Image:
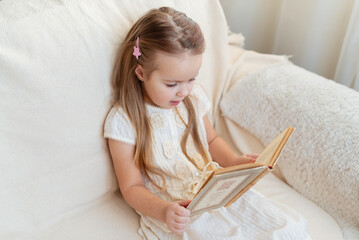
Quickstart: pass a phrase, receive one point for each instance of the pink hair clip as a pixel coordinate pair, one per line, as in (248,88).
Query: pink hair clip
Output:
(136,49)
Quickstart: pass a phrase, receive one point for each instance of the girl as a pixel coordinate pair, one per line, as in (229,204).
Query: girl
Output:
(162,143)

^^^^^^^^^^^^^^^^

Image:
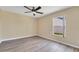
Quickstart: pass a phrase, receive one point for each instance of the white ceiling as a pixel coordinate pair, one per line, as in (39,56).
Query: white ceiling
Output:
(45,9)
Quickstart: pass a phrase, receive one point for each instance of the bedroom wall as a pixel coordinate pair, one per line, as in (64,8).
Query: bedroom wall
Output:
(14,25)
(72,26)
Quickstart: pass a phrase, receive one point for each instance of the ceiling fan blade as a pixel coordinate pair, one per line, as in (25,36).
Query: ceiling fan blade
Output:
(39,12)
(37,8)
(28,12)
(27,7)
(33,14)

^^^^^^^^^^^^^^^^

Objective:
Pull out each line of the data above that contains the string "wall", and copy those lines in full.

Complete answer:
Quickstart: pass a phrase, receive one point for each instance of the bedroom wall as a pixel coordinate pair, one per line, as in (64,8).
Query: bedroom wall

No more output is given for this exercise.